Set exercise 1 »
Recast the entries as a JSON list of strings, one string per line with blank lines omitted. Begin at the line that contains "Indicate one point for each instance of the railway sleeper" and continue through the final line of the entries.

Passage »
--------------------------------
The Global Governance FTSE 100 League Table Top 10 companies (October 2018) are:
|1||MARKS & SPENCER GROUP PLC|
|3||BRITISH AMERICAN TOBACCO PLC|
|4||WM MORRISON SUPERMARKETS PLC|
|5||BT GROUP PLC|
|7||RENTOKIL INITIAL PLC|
|9||ANGLO AMERICAN PLC|
|10||J SAINSBURY PLC|
The average combined score of the 100 was 46.8%, indicating that there is still more work ahead. Those in places 1-10 averaged a combined score of 76.1%, outperforming the whole by 29.3%. Almost all (97) organisations of the FTSE 100 assessed in the study, have filed reports detailing their actions and intent to be compliant with the MSA Transparency in Supply Chains (TISC) Section 54.
The Global Governance FTSE 100 League Table and the stand-alone Global Governance Real Estate 100 (RE 100) League Table (London’s largest commercial landlords by square foot) are facilitated by Sustain Worldwide, and funded through the Global Governance Research Fund (GGRF). Early contributors to the GGRF notably include BRE and Marshalls.
The League Tables, with analysis undertaken by Development International, are publicly available along with the study’s full report. Summary ‘Scorecards’ and the underpinning data sets of the individual organisations analysed are also available.
Dr Shamir Ghumra, BREEAM Director at BRE, which has developed the Ethical Labour Sourcing Standard (ELS) BES 6002 that supports companies to understand the profile of their social/ethical governance, including their human rights challenges, said: “The Index provokes the largest UK organisations by market capitalisation, to continuously improve their governance performance.
--------------------------------
Point annotation records:
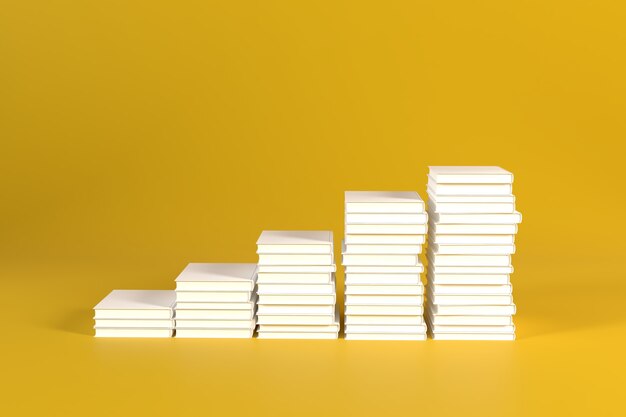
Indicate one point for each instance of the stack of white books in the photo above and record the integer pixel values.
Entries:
(216, 300)
(296, 285)
(135, 313)
(473, 223)
(384, 234)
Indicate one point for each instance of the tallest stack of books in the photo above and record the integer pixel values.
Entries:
(471, 238)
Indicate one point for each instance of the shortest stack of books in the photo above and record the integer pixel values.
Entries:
(216, 300)
(135, 313)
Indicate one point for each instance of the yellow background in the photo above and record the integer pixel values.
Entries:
(137, 136)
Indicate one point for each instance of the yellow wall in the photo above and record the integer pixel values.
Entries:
(136, 136)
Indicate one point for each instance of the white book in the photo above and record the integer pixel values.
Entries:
(469, 189)
(209, 297)
(215, 324)
(391, 300)
(382, 279)
(217, 277)
(387, 310)
(385, 336)
(468, 260)
(418, 239)
(465, 199)
(298, 310)
(297, 335)
(472, 289)
(384, 289)
(465, 279)
(319, 299)
(385, 328)
(386, 229)
(387, 218)
(215, 333)
(417, 269)
(134, 323)
(473, 336)
(293, 319)
(476, 218)
(136, 304)
(472, 249)
(381, 249)
(470, 239)
(383, 202)
(470, 208)
(379, 320)
(380, 260)
(473, 229)
(486, 270)
(296, 238)
(134, 333)
(297, 259)
(294, 278)
(470, 175)
(473, 310)
(296, 288)
(474, 300)
(297, 269)
(215, 314)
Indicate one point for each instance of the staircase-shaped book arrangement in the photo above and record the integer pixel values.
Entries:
(471, 223)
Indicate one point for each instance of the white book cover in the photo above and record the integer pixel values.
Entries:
(296, 238)
(215, 333)
(472, 249)
(387, 218)
(297, 335)
(386, 310)
(295, 259)
(384, 289)
(470, 175)
(470, 208)
(385, 328)
(470, 239)
(296, 310)
(243, 274)
(351, 249)
(383, 202)
(386, 229)
(476, 218)
(391, 300)
(385, 336)
(392, 239)
(417, 269)
(381, 320)
(215, 324)
(247, 314)
(382, 279)
(153, 333)
(472, 289)
(469, 260)
(465, 279)
(473, 310)
(486, 270)
(208, 297)
(473, 229)
(296, 288)
(295, 278)
(297, 269)
(380, 260)
(134, 323)
(137, 304)
(473, 336)
(297, 299)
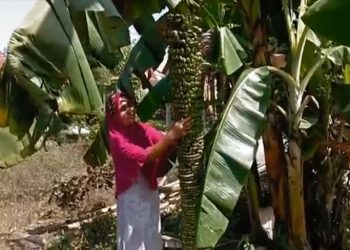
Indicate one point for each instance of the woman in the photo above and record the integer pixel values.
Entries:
(138, 151)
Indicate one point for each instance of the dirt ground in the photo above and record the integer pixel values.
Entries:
(25, 190)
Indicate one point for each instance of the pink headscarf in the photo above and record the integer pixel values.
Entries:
(129, 147)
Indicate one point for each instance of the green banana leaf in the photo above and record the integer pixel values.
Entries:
(230, 51)
(153, 99)
(97, 154)
(147, 53)
(48, 72)
(327, 18)
(232, 154)
(340, 96)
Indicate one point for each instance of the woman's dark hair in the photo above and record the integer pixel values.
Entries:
(110, 102)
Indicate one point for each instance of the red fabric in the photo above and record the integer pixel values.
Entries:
(129, 147)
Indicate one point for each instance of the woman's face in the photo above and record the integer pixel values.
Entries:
(126, 111)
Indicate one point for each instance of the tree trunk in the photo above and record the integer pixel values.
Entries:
(253, 191)
(276, 167)
(296, 211)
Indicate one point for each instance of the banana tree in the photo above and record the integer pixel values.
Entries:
(46, 83)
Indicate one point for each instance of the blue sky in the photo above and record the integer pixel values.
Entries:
(12, 13)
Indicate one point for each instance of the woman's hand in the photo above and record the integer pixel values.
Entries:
(181, 128)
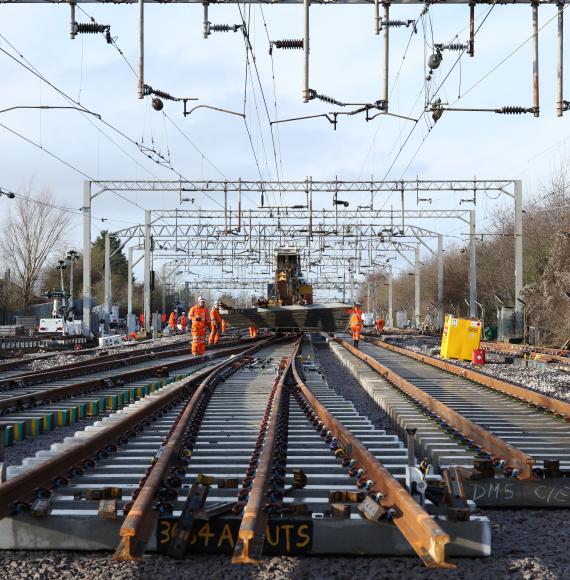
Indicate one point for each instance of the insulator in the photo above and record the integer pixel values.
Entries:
(513, 110)
(399, 23)
(289, 43)
(91, 27)
(455, 46)
(224, 27)
(150, 91)
(325, 98)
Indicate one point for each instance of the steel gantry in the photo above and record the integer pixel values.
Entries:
(357, 238)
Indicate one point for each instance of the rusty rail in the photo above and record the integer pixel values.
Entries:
(22, 487)
(141, 520)
(89, 385)
(532, 397)
(516, 458)
(251, 535)
(105, 362)
(421, 531)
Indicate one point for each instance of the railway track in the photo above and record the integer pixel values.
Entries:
(513, 444)
(253, 454)
(31, 406)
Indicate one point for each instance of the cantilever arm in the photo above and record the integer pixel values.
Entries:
(332, 121)
(186, 113)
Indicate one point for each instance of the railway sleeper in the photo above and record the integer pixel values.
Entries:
(446, 448)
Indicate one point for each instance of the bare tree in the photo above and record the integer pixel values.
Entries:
(32, 232)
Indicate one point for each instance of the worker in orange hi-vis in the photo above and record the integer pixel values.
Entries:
(380, 325)
(216, 320)
(172, 321)
(183, 322)
(200, 319)
(356, 323)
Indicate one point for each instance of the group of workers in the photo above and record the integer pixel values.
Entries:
(201, 320)
(357, 322)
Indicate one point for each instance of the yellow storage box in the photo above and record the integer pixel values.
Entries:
(461, 336)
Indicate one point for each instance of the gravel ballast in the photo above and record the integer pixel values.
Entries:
(552, 382)
(527, 545)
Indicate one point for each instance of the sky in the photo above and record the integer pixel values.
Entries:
(346, 63)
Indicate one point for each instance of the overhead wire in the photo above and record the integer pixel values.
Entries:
--------------------------------
Set exercise 2 »
Reproduce the league table passage word for word, starting at the words "The League Tables, with" and ending after "their governance performance.".

Expected answer 1 »
[
  "Indicate one point for each instance of the railway sleeper in the photo above and record the integer pixel values.",
  "Entries:",
  "(446, 448)",
  "Indicate one point for each instance of the bare tree in the photo above and record the integer pixel values.",
  "Entries:",
  "(32, 232)",
  "Indicate one point for each instance of the worker in orange hi-vis in the photo above and record the integer pixel values.",
  "Entries:",
  "(380, 325)",
  "(216, 320)",
  "(172, 321)",
  "(183, 322)",
  "(200, 319)",
  "(356, 323)",
  "Indicate one point for each instance of the group of workers in the photo above and record the integer pixel values.",
  "Entries:",
  "(201, 320)",
  "(357, 322)",
  "Indicate one point for each instance of the yellow storage box in the photo above and record the integer pixel values.",
  "Entries:",
  "(461, 336)",
  "Indicate one point for each instance of the gravel ballast in the photo above and record the integer pixel values.",
  "Entries:",
  "(552, 382)",
  "(527, 545)",
  "Indicate one point for each instance of the sky in the photo above and record the integer pixel values.",
  "Entries:",
  "(346, 63)",
  "Indicate one point for each instance of the overhead wire in the photo above and record the integer pixel values.",
  "Entries:"
]

Expected answer 2 »
The League Tables, with analysis undertaken by Development International, are publicly available along with the study’s full report. Summary ‘Scorecards’ and the underpinning data sets of the individual organisations analysed are also available.
Dr Shamir Ghumra, BREEAM Director at BRE, which has developed the Ethical Labour Sourcing Standard (ELS) BES 6002 that supports companies to understand the profile of their social/ethical governance, including their human rights challenges, said: “The Index provokes the largest UK organisations by market capitalisation, to continuously improve their governance performance.